WORK TASK :: Set down the lines of the data exactly, starting at the first and stopping after the line containing "Locate the whole".

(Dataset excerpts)
/---

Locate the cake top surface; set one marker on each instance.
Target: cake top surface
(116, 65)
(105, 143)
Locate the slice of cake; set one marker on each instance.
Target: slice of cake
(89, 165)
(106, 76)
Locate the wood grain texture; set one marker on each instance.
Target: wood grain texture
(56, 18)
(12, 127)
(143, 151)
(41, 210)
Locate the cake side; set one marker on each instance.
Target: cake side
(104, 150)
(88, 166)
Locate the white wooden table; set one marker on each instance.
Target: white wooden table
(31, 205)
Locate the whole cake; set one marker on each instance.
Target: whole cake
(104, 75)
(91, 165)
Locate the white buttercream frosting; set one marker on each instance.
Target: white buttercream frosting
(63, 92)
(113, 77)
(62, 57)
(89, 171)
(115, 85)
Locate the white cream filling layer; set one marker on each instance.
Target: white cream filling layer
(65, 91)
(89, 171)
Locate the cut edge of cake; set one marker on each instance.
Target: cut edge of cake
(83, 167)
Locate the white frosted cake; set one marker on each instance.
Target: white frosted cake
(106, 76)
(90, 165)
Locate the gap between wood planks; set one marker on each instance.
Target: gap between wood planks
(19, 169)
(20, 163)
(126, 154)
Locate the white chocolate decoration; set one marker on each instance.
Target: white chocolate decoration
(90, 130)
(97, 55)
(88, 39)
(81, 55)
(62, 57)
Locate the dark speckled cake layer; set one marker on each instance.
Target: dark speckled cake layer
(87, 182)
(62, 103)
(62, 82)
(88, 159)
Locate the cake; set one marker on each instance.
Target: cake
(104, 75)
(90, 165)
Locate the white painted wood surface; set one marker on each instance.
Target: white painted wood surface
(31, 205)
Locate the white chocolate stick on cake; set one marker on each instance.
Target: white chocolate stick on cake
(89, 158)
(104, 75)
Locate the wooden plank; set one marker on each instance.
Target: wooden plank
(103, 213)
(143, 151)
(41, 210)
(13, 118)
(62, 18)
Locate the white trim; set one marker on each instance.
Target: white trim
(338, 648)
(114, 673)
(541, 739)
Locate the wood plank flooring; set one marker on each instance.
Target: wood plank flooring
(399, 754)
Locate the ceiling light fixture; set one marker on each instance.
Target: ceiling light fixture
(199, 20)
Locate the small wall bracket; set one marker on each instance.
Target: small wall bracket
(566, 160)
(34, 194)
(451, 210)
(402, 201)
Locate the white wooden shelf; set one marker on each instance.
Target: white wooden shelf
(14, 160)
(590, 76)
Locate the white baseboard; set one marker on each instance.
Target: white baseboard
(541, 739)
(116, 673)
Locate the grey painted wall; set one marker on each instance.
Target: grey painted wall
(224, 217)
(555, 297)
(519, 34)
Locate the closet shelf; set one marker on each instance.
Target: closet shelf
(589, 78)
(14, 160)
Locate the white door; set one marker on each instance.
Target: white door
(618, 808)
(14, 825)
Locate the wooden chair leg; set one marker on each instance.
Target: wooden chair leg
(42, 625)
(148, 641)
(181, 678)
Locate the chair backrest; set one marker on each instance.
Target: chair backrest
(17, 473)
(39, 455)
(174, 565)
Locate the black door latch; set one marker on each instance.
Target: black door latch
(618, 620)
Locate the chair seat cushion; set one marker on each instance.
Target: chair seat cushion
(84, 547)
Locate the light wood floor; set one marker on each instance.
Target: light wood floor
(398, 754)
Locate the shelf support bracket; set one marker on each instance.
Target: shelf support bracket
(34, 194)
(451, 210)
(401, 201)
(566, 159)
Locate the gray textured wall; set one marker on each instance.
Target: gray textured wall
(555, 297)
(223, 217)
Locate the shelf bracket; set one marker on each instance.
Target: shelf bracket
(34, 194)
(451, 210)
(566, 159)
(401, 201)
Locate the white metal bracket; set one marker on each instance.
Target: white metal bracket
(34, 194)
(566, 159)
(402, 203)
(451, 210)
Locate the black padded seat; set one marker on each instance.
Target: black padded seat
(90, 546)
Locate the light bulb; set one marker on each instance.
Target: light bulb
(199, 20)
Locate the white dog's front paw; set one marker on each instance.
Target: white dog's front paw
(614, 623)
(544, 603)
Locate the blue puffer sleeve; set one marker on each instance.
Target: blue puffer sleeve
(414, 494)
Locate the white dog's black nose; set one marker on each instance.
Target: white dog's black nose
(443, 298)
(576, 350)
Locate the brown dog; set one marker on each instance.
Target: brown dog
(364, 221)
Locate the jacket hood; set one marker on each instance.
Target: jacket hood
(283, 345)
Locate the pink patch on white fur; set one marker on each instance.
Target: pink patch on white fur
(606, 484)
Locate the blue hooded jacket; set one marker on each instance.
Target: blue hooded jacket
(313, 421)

\---

RESPONSE AREA ::
Locate the cake top surface; set one marker on each instance.
Target: cake top surface
(116, 65)
(105, 143)
Locate the slice of cake; set one marker on each instance.
Target: slice of cake
(89, 165)
(106, 76)
Locate the wood grain texture; set one marker on each instance.
Target: wood grain texture
(56, 18)
(12, 127)
(143, 151)
(41, 210)
Locate the cake side; set one marker on each instance.
Target: cake side
(104, 150)
(88, 166)
Locate the white wooden table; set one marker on each instance.
Target: white wooden table
(31, 205)
Locate the whole cake; set one marker on each instance.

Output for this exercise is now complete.